RECORDS FOR THE TASK |
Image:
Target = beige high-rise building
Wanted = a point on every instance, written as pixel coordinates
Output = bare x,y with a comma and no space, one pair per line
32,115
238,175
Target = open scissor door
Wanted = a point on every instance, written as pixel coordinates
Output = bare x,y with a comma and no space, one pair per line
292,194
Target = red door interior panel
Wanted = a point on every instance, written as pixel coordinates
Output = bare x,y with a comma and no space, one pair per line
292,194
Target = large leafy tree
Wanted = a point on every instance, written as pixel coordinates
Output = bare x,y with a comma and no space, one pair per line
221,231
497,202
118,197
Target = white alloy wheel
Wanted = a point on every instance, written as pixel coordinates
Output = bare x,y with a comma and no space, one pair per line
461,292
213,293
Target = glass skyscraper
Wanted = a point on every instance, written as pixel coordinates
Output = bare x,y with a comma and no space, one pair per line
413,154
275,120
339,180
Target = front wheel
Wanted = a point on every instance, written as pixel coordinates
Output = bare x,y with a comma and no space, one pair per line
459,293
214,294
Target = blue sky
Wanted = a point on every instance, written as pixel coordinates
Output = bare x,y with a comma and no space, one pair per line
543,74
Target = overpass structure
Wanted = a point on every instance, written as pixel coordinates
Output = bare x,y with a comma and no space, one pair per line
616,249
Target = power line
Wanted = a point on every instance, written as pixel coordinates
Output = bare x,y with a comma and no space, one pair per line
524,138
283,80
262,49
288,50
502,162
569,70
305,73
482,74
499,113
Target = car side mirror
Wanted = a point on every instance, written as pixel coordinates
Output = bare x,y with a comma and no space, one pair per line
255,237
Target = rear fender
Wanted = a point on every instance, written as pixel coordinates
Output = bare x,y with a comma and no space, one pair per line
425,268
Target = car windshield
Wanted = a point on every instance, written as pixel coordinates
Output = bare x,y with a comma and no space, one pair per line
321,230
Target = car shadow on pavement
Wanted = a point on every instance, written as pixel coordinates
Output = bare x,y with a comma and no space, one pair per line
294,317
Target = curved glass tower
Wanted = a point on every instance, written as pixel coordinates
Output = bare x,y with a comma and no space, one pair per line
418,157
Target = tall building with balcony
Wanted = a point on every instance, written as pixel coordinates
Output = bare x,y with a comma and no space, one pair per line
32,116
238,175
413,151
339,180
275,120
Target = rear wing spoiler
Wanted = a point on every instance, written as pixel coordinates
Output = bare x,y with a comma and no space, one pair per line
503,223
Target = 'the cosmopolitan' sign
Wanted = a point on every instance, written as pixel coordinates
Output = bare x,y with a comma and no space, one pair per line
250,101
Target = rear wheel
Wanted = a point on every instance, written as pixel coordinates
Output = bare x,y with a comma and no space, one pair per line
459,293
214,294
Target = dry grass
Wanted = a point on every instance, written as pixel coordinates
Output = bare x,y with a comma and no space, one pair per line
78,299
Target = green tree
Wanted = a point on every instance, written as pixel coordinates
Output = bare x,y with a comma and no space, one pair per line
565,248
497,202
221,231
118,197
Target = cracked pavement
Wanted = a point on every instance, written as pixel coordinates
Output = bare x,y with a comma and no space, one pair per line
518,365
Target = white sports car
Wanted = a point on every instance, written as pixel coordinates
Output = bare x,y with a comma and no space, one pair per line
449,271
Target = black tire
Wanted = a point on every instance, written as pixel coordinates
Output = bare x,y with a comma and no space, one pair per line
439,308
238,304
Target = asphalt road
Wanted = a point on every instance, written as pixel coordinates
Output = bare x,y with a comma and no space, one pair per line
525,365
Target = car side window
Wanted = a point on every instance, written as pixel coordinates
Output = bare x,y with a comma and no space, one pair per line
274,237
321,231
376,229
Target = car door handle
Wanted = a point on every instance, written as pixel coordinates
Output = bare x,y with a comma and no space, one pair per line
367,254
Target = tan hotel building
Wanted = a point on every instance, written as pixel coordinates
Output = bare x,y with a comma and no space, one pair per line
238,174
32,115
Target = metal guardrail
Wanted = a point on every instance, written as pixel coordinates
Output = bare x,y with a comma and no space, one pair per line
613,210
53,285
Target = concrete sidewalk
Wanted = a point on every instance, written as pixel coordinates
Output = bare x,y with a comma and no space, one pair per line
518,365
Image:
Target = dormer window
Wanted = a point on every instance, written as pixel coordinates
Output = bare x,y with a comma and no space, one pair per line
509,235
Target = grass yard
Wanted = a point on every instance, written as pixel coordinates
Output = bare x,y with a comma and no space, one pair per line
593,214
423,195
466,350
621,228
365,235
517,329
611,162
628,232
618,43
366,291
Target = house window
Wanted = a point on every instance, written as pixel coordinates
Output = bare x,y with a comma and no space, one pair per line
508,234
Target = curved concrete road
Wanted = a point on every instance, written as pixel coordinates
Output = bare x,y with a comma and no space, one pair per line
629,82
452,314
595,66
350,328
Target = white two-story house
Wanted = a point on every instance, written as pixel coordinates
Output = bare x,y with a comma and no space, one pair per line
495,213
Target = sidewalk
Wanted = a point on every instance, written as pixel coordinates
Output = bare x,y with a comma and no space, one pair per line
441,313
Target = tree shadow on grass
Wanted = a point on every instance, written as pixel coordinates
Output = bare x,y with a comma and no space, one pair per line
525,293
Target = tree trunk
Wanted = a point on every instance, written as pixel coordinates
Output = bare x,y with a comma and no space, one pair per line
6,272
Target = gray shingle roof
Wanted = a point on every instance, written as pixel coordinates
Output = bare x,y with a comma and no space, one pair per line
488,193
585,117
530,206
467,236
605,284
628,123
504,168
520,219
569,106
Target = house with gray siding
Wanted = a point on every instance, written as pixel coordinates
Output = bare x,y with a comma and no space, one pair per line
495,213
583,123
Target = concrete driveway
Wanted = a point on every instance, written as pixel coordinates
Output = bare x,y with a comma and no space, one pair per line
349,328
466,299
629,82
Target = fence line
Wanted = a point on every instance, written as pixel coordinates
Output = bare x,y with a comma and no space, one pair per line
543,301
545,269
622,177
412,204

AIM OF THE TASK |
Copy out the data above unchanged, from the line containing "Target = house with gray siding" through the last line, including both.

TASK RESULT |
Target = house with gray siding
Wanted = a point on every instance, written as pixel coordinates
Output = bare x,y with a comma and no space, one pair per line
495,213
583,123
Target = concrete driveway
Wanted = a point on every instance, written as pixel coordinates
Output = bare x,y with a comma and no space, one pair per line
349,328
466,299
629,82
Target = fence line
Wanted = a point on every instance, written as pixel coordinates
Output = bare x,y with a comma and no space, one pair per line
543,301
545,269
622,177
412,204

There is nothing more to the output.